## EXERCISE INSTRUCTIONS
[A] Reproduce the passage on charities word for word, starting with "Against this backdrop, an" and going on through "of DEI policies.".
[B] Rewrite the records starting with the line with "the player's left" and going on through the end of the records, and give only those lines. Keep the requests and their sample points as they are, multiply each coordinate in the answers by 1.6, round to whole numbers with halves going up, and leave out the pictures.

## GIVEN TEXT
---------------
Charities working with marginalised communities are no strangers to threats, intimidation, and facing financial challenges.
Recent years have seen charities of all types contend with the ongoing cost-of-living crisis, soaring demand, rising costs and inflation. But now, many organisations face an existential threat as far-right, anti-LGBTQ+ and anti-migrant rhetoric abounding both online and offline.
Against this backdrop, an alarming trend has been emerging – and even major charities are not exempt. The Guardian reported in December that the UK’s largest corporations were rolling back on public support for LGBTQ+ Pride, mirroring a trend also seen among large US firms amid President Trump’s rolling back of DEI policies.
This hasn’t just been reflected by fewer social media posts about Pride months; it has also signalled a change in where large corporations are sending their donations.
---------------
## PROVIDED RECORDS
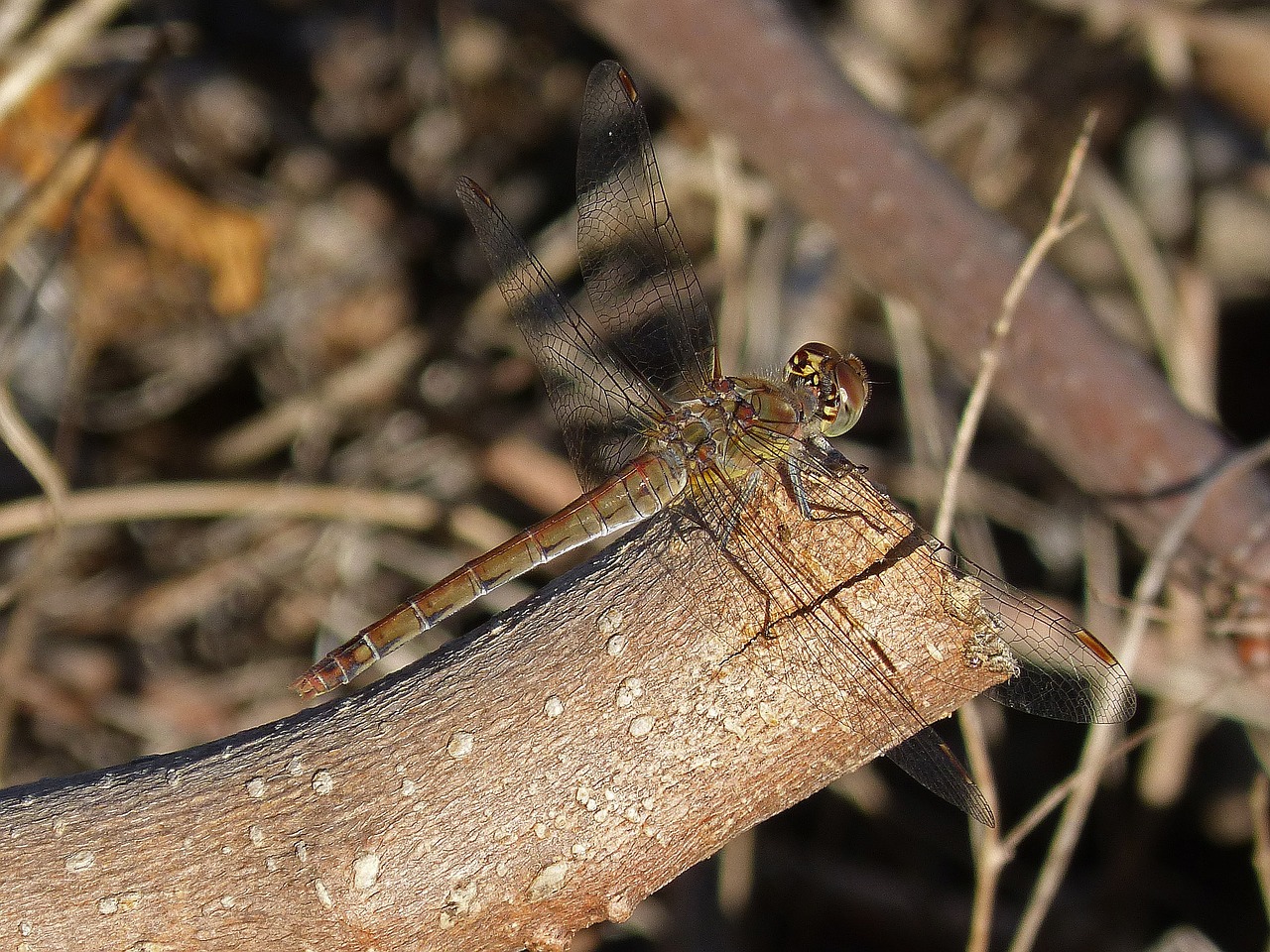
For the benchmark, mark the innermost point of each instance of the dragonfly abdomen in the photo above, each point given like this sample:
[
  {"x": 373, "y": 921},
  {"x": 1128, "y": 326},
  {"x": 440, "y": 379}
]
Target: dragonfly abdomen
[{"x": 642, "y": 489}]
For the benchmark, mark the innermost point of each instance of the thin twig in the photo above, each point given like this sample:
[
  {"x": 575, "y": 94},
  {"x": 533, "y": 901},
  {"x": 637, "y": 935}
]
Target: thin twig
[
  {"x": 211, "y": 500},
  {"x": 62, "y": 39},
  {"x": 1259, "y": 805},
  {"x": 1055, "y": 231}
]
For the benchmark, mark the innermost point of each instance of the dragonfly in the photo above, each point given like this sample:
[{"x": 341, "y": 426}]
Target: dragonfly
[{"x": 654, "y": 426}]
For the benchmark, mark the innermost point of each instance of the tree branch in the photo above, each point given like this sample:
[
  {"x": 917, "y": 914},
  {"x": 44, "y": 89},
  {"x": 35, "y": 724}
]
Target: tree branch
[{"x": 911, "y": 230}]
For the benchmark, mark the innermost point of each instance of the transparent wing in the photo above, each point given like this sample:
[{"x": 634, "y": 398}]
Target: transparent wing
[
  {"x": 846, "y": 626},
  {"x": 602, "y": 404},
  {"x": 643, "y": 290}
]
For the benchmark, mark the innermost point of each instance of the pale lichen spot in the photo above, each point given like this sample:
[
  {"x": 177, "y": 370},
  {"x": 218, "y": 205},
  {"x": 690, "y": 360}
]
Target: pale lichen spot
[
  {"x": 366, "y": 871},
  {"x": 460, "y": 744},
  {"x": 461, "y": 897},
  {"x": 322, "y": 893},
  {"x": 549, "y": 881},
  {"x": 769, "y": 714},
  {"x": 81, "y": 861},
  {"x": 255, "y": 787}
]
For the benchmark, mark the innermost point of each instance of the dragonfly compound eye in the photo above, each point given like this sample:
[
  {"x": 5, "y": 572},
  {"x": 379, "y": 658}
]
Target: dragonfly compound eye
[{"x": 839, "y": 385}]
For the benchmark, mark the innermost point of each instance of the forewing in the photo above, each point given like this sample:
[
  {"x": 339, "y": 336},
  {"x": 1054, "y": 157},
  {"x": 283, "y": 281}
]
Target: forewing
[
  {"x": 602, "y": 405},
  {"x": 643, "y": 290}
]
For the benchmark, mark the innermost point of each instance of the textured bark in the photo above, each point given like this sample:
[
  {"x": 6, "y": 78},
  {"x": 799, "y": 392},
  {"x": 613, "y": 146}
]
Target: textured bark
[
  {"x": 545, "y": 774},
  {"x": 751, "y": 70}
]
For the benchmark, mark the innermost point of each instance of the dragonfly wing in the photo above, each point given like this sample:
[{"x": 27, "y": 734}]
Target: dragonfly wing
[
  {"x": 807, "y": 635},
  {"x": 642, "y": 285},
  {"x": 1062, "y": 670},
  {"x": 928, "y": 760},
  {"x": 603, "y": 407}
]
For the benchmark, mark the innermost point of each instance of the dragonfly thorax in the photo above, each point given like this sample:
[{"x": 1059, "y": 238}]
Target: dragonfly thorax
[{"x": 832, "y": 389}]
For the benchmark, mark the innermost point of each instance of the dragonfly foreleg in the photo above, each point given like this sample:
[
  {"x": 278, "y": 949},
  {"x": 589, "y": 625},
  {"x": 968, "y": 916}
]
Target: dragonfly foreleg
[{"x": 816, "y": 512}]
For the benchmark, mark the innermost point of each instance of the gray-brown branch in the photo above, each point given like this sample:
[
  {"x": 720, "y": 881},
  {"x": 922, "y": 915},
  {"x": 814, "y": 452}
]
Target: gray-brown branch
[
  {"x": 550, "y": 774},
  {"x": 749, "y": 68}
]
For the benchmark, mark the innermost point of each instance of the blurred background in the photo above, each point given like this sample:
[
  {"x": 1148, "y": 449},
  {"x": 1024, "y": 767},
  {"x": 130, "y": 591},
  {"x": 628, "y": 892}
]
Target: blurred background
[{"x": 277, "y": 394}]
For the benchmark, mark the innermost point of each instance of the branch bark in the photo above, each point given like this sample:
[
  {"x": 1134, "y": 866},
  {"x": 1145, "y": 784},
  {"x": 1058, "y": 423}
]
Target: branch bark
[
  {"x": 548, "y": 774},
  {"x": 910, "y": 229}
]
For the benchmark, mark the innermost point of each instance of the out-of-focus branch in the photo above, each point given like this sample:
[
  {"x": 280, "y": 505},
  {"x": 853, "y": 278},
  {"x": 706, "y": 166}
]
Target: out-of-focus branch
[
  {"x": 547, "y": 774},
  {"x": 747, "y": 67}
]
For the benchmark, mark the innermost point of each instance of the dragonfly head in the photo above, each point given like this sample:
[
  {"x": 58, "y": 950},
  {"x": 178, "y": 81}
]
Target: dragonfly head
[{"x": 837, "y": 385}]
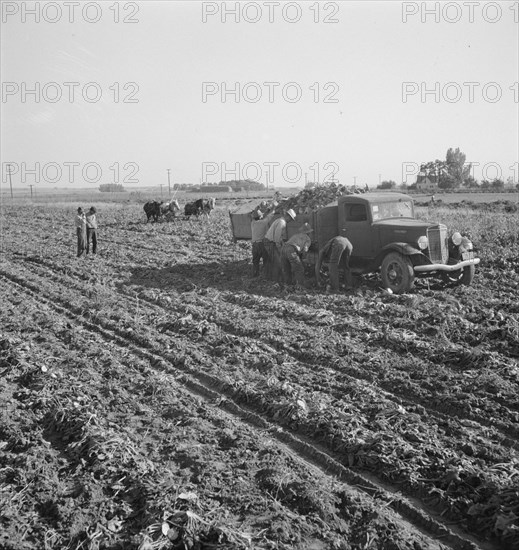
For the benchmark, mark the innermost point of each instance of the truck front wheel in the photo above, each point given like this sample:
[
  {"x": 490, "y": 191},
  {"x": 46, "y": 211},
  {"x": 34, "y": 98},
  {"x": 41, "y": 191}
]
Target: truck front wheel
[
  {"x": 397, "y": 273},
  {"x": 462, "y": 276}
]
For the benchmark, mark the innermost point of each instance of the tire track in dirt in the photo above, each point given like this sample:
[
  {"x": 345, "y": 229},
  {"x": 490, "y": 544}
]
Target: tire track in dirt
[
  {"x": 157, "y": 409},
  {"x": 441, "y": 409},
  {"x": 453, "y": 428},
  {"x": 204, "y": 385},
  {"x": 345, "y": 370}
]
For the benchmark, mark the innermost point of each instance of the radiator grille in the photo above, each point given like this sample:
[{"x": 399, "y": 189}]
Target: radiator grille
[{"x": 438, "y": 245}]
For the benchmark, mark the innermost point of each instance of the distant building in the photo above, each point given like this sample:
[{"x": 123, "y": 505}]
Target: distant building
[{"x": 426, "y": 184}]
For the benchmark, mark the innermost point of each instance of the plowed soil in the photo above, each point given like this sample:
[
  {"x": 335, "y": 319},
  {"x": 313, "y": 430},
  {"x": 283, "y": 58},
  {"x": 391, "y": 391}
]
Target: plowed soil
[{"x": 156, "y": 396}]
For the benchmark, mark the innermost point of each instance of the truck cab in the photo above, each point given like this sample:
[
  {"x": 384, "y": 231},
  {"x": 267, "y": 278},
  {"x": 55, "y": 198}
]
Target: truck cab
[{"x": 386, "y": 236}]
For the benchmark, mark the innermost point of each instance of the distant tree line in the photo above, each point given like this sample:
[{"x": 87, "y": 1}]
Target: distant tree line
[
  {"x": 222, "y": 186},
  {"x": 452, "y": 174},
  {"x": 111, "y": 188}
]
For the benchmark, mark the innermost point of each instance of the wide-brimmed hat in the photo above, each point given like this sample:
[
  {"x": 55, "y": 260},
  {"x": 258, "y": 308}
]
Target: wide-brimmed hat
[{"x": 305, "y": 228}]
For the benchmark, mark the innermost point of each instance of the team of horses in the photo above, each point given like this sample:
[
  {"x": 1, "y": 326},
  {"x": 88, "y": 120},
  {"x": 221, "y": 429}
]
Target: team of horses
[{"x": 155, "y": 209}]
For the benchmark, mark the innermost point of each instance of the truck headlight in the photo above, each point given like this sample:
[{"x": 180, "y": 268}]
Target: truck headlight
[
  {"x": 423, "y": 242},
  {"x": 456, "y": 238},
  {"x": 467, "y": 243}
]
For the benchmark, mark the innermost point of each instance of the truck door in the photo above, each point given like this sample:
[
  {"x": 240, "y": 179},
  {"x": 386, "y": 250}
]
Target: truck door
[{"x": 355, "y": 225}]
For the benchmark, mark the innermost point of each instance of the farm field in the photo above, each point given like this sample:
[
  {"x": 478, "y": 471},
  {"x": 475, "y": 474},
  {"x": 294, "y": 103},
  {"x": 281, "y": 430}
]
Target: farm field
[{"x": 156, "y": 396}]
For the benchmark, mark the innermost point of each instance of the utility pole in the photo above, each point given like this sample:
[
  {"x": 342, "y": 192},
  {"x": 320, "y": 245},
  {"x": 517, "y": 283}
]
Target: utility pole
[{"x": 10, "y": 182}]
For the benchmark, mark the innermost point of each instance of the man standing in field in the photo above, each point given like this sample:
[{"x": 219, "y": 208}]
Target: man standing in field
[
  {"x": 259, "y": 226},
  {"x": 336, "y": 251},
  {"x": 274, "y": 238},
  {"x": 80, "y": 231},
  {"x": 291, "y": 255},
  {"x": 91, "y": 226}
]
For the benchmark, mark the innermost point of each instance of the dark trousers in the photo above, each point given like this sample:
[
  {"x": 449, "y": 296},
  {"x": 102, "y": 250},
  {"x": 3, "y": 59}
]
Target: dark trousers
[
  {"x": 91, "y": 236},
  {"x": 291, "y": 265},
  {"x": 274, "y": 260},
  {"x": 258, "y": 253},
  {"x": 340, "y": 257},
  {"x": 80, "y": 241}
]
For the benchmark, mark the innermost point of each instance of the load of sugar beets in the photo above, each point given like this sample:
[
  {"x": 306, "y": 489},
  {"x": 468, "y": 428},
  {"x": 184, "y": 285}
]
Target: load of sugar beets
[{"x": 314, "y": 198}]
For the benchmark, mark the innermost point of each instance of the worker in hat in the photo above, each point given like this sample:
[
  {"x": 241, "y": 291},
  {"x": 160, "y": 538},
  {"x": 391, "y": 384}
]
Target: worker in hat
[
  {"x": 336, "y": 253},
  {"x": 91, "y": 226},
  {"x": 259, "y": 226},
  {"x": 80, "y": 231},
  {"x": 274, "y": 239},
  {"x": 292, "y": 253}
]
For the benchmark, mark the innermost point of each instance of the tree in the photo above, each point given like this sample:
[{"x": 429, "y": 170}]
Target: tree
[
  {"x": 471, "y": 183},
  {"x": 497, "y": 185},
  {"x": 387, "y": 184},
  {"x": 449, "y": 173},
  {"x": 455, "y": 165}
]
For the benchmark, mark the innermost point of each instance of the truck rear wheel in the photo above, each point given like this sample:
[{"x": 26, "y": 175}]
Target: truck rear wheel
[{"x": 397, "y": 273}]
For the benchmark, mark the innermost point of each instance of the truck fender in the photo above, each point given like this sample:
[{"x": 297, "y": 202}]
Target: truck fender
[{"x": 403, "y": 248}]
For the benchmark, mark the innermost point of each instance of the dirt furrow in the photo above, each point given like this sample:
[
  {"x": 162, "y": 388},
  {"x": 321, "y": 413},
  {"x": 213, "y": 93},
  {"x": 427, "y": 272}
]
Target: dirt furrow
[
  {"x": 359, "y": 365},
  {"x": 140, "y": 351}
]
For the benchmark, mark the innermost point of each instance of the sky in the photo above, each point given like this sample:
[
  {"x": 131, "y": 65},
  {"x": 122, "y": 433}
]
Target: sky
[{"x": 280, "y": 92}]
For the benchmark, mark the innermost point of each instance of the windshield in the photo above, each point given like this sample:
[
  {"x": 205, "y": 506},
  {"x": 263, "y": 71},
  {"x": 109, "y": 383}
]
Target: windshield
[{"x": 397, "y": 209}]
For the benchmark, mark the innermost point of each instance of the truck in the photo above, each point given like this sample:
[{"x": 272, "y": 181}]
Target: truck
[{"x": 386, "y": 238}]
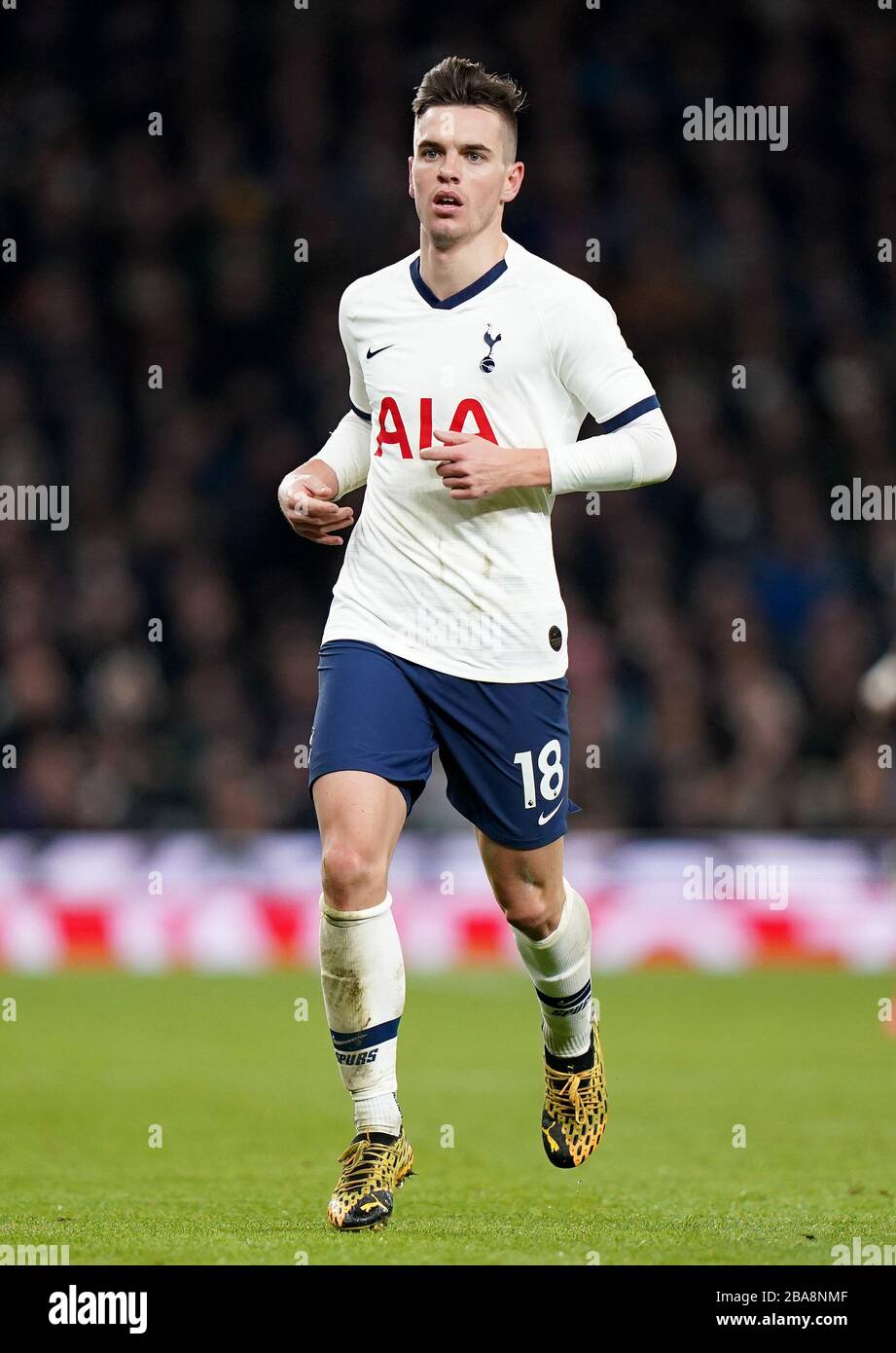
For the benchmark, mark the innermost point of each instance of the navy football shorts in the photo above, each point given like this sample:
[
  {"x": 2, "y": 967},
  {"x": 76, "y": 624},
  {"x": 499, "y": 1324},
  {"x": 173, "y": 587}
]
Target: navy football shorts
[{"x": 503, "y": 746}]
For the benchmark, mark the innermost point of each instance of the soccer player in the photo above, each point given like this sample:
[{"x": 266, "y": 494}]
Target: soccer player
[{"x": 472, "y": 364}]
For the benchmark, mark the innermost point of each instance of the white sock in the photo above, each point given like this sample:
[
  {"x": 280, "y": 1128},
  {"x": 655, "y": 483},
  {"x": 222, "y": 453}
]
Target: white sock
[
  {"x": 559, "y": 967},
  {"x": 362, "y": 981}
]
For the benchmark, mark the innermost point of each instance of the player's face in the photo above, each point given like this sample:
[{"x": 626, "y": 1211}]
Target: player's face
[{"x": 461, "y": 152}]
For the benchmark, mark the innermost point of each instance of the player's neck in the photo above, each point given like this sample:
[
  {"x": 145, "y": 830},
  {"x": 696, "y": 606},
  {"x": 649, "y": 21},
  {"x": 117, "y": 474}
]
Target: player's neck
[{"x": 448, "y": 271}]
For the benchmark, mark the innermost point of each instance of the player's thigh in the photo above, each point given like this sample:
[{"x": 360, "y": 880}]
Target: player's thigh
[
  {"x": 360, "y": 818},
  {"x": 527, "y": 884}
]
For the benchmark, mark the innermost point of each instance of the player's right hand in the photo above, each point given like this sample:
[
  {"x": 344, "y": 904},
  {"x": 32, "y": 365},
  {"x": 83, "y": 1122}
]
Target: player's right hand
[{"x": 303, "y": 500}]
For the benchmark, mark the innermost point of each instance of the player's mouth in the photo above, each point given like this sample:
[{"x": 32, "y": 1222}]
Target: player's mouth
[{"x": 447, "y": 203}]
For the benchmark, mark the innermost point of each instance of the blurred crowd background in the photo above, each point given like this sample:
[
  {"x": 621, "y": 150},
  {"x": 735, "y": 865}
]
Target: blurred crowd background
[{"x": 179, "y": 250}]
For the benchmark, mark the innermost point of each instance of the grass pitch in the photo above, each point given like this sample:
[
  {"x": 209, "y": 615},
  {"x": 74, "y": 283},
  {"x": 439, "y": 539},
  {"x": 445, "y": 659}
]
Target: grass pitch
[{"x": 253, "y": 1116}]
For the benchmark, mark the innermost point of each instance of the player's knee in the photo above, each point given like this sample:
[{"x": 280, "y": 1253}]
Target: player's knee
[
  {"x": 350, "y": 877},
  {"x": 526, "y": 906}
]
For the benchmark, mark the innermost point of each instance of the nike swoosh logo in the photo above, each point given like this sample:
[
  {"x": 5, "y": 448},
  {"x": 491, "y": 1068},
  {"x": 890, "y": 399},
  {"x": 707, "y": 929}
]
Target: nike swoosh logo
[{"x": 542, "y": 819}]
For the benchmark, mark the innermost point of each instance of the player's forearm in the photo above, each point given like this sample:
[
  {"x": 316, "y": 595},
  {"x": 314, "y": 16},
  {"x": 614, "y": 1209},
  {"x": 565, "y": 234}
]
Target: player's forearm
[
  {"x": 323, "y": 471},
  {"x": 347, "y": 454},
  {"x": 630, "y": 457}
]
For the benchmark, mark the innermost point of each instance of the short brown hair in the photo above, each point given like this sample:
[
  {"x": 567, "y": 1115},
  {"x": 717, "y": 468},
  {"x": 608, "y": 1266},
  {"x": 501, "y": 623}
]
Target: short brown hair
[{"x": 457, "y": 80}]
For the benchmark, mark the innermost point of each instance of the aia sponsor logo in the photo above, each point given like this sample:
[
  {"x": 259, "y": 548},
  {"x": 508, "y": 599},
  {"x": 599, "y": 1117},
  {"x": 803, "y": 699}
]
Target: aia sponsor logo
[{"x": 393, "y": 426}]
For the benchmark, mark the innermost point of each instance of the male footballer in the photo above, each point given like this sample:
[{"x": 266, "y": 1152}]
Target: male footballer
[{"x": 472, "y": 365}]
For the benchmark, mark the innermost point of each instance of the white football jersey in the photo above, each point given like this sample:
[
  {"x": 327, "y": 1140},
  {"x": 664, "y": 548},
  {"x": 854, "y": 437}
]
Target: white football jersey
[{"x": 468, "y": 586}]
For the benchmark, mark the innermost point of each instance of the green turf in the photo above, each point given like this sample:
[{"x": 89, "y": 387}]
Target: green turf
[{"x": 253, "y": 1117}]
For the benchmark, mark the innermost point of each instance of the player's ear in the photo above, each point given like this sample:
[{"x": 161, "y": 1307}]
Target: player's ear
[{"x": 514, "y": 180}]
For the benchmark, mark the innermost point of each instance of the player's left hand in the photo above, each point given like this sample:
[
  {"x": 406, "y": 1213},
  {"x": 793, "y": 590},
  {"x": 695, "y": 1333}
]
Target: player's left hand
[{"x": 471, "y": 465}]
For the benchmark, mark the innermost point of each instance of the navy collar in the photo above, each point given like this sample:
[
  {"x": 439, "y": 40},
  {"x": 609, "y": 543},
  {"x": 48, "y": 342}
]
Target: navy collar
[{"x": 460, "y": 297}]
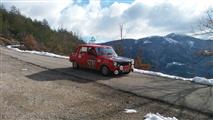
---------------
## THE REPLIES
[A]
Against this backdrop, an alarming trend has been emerging – and even major charities are not exempt. The Guardian reported in December that the UK’s largest corporations were rolling back on public support for LGBTQ+ Pride, mirroring a trend also seen among large US firms amid President Trump’s rolling back of DEI policies.

[B]
For the benchmark, mark the innermost point of each instance of the player's left hand in the photo above, each point given like this sample:
[
  {"x": 406, "y": 1213},
  {"x": 793, "y": 590},
  {"x": 695, "y": 1333}
]
Target: player's left hand
[{"x": 754, "y": 744}]
For the benchmark, mark the innermost point of each instance of the navy collar in the photo above, each point given like this sample:
[
  {"x": 439, "y": 40},
  {"x": 609, "y": 543},
  {"x": 48, "y": 342}
]
Target: navy collar
[{"x": 736, "y": 475}]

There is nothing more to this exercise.